[START Data shown]

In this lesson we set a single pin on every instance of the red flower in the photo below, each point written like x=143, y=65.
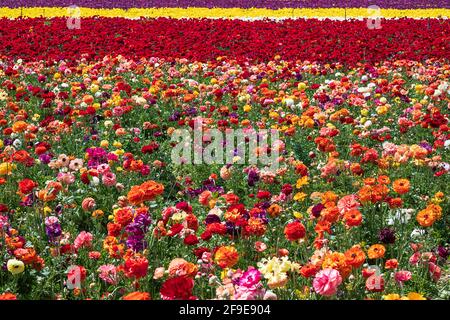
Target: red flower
x=294, y=231
x=191, y=240
x=179, y=288
x=136, y=267
x=175, y=229
x=26, y=186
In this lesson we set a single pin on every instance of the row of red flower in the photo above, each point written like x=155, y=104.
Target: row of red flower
x=348, y=42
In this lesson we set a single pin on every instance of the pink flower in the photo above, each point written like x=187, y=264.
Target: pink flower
x=66, y=178
x=159, y=273
x=108, y=273
x=103, y=168
x=109, y=179
x=327, y=281
x=260, y=246
x=347, y=203
x=435, y=271
x=250, y=278
x=246, y=293
x=88, y=204
x=84, y=239
x=414, y=259
x=402, y=276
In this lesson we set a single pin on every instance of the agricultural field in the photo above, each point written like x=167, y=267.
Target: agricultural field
x=230, y=150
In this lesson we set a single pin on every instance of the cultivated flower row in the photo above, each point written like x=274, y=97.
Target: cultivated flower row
x=92, y=207
x=271, y=4
x=348, y=42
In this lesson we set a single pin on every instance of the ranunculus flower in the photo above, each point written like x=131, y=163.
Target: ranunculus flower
x=327, y=281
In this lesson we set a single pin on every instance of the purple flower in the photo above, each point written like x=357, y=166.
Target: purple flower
x=250, y=278
x=387, y=235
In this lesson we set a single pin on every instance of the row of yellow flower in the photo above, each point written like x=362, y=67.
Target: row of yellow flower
x=220, y=12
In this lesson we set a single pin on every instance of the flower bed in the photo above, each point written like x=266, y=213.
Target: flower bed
x=348, y=42
x=93, y=207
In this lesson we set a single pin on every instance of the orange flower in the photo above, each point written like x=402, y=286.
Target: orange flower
x=274, y=210
x=147, y=191
x=28, y=255
x=337, y=261
x=137, y=296
x=136, y=195
x=426, y=217
x=8, y=296
x=355, y=256
x=19, y=126
x=401, y=186
x=179, y=267
x=376, y=251
x=383, y=180
x=391, y=264
x=226, y=256
x=353, y=218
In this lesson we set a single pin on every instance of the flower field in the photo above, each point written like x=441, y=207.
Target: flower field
x=93, y=205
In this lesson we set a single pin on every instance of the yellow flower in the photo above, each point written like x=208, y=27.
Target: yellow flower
x=15, y=266
x=104, y=143
x=301, y=182
x=300, y=196
x=297, y=215
x=301, y=86
x=415, y=296
x=6, y=168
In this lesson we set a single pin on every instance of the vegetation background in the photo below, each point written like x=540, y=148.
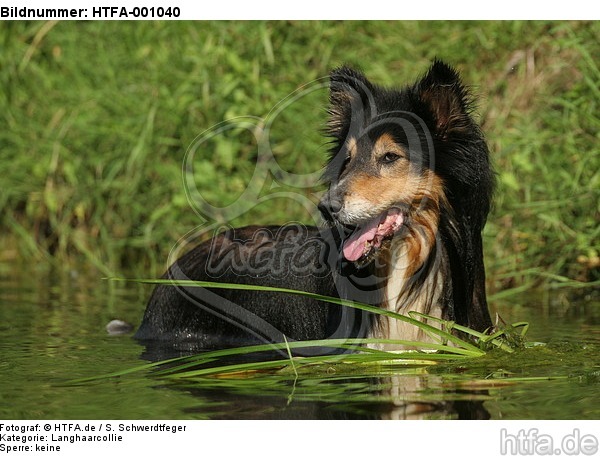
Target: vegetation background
x=96, y=118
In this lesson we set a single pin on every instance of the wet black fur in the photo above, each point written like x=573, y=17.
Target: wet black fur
x=452, y=146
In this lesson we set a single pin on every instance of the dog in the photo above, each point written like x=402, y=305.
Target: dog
x=410, y=186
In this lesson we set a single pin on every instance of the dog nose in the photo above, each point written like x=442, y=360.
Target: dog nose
x=330, y=205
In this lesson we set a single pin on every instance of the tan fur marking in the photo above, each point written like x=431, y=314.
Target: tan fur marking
x=351, y=146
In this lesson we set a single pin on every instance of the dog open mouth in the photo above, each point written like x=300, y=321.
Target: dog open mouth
x=371, y=235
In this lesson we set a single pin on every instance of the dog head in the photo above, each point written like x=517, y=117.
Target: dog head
x=395, y=155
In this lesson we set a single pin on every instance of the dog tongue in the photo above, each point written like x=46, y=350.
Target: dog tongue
x=355, y=245
x=358, y=244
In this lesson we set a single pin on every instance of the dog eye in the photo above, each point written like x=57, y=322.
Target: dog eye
x=390, y=157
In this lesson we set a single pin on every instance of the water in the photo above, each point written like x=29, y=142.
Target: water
x=52, y=330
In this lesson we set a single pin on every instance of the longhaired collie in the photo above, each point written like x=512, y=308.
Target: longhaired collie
x=409, y=189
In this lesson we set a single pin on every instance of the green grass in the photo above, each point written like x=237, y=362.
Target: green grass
x=448, y=342
x=95, y=120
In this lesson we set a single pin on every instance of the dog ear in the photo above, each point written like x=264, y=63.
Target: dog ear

[END Data shown]

* What is asked
Write out each line again precisely as it appears, skipping every picture.

* Output of the exercise
In this lesson we set a single pin on every instance of the red flower in the photo below, each point written like x=143, y=65.
Target: red flower
x=294, y=231
x=191, y=240
x=179, y=288
x=136, y=267
x=175, y=229
x=26, y=186
In this lesson we set a single pin on every instance of the row of red flower in the photo above, each point written like x=155, y=104.
Target: row of red flower
x=348, y=42
In this lesson we set a single pin on every instance of the pink flower in the photo above, each point written like x=187, y=264.
Target: pink flower
x=66, y=178
x=159, y=273
x=108, y=273
x=103, y=168
x=109, y=179
x=327, y=281
x=260, y=246
x=347, y=203
x=435, y=271
x=250, y=278
x=246, y=293
x=88, y=204
x=84, y=239
x=414, y=259
x=402, y=276
In this lesson we set a single pin on every instance of the agricultural field in the photo above, each point written like x=167, y=267.
Target: agricultural field
x=230, y=150
In this lesson we set a single pin on every instance of the cultivated flower row in the photo above, each point written like x=274, y=97.
Target: cultivated flower row
x=92, y=207
x=271, y=4
x=348, y=42
In this lesson we set a single pin on every instance of the ranunculus flower in the photo above, each point written like x=131, y=163.
Target: ranunculus flower
x=327, y=281
In this lesson we set a single pin on every instance of the purple flower in the photo above, each point written like x=357, y=166.
Target: purple flower
x=250, y=278
x=387, y=235
In this lesson we set a single pin on every instance of the row of yellow flower in the photo above, each point written like x=362, y=67.
Target: row of yellow flower
x=220, y=12
In this lesson we set a single pin on every instance of the flower bed in the photo above, each point written like x=266, y=213.
Target: flower bed
x=348, y=42
x=93, y=207
In this lesson we set a single pin on every instance of the orange flower in the photo above, each point written like x=402, y=286.
Target: orange flower
x=274, y=210
x=147, y=191
x=28, y=255
x=337, y=261
x=137, y=296
x=136, y=195
x=426, y=217
x=8, y=296
x=355, y=256
x=19, y=126
x=401, y=186
x=179, y=267
x=376, y=251
x=383, y=180
x=391, y=264
x=226, y=256
x=353, y=218
In this lesson we set a single pin on every instance of the flower field in the photo above, each point written like x=441, y=207.
Target: flower field
x=93, y=205
In this lesson we set a single pin on every instance of the yellow flower in the photo above, each point written like x=208, y=27.
Target: yellow flower
x=15, y=266
x=104, y=143
x=301, y=182
x=300, y=196
x=297, y=215
x=301, y=86
x=415, y=296
x=6, y=168
In this lesson we set a single pin on every instance of the vegetation background in the photo below, each point written like x=540, y=148.
Target: vegetation background
x=96, y=118
In this lesson we set a single pin on every instance of the wet black fur in the photo above, each point written like x=573, y=17.
Target: wet black fur
x=452, y=146
In this lesson we set a single pin on every instance of the dog in the photo above, each point written like x=402, y=305.
Target: dog
x=410, y=186
In this lesson we set a single pin on every instance of the dog nose in the photo above, each point written like x=442, y=360.
Target: dog nose
x=330, y=205
In this lesson we set a single pin on every instance of the tan fur marking in the photo above, each point written like x=431, y=314.
Target: tan fur marking
x=351, y=146
In this lesson we set a single pin on every instance of the dog open mouth in the photo above, each point written like x=300, y=321.
Target: dog open mouth
x=371, y=235
In this lesson we set a single pin on every instance of the dog head in the photo above, each point written like x=517, y=117.
Target: dog head
x=395, y=155
In this lesson we set a single pin on every instance of the dog tongue in the photo above, each point written like x=46, y=350.
Target: dog tongue
x=355, y=245
x=358, y=244
In this lesson we set a single pin on every instance of the dog eye in the photo above, each point written like x=57, y=322.
Target: dog eye
x=390, y=157
In this lesson we set a single pin on every instance of the water in the photo above, each point written like x=29, y=142.
Target: water
x=52, y=330
In this lesson we set a single pin on every instance of the longhaired collie in the photo above, each point written like x=512, y=308.
Target: longhaired collie
x=409, y=189
In this lesson we set a single pin on every instance of the green grass in the photo above, each point written like x=237, y=362.
Target: green grass
x=448, y=342
x=95, y=120
In this lesson we set a single pin on every instance of the dog ear in the photo above, each point written like x=264, y=63.
Target: dog ear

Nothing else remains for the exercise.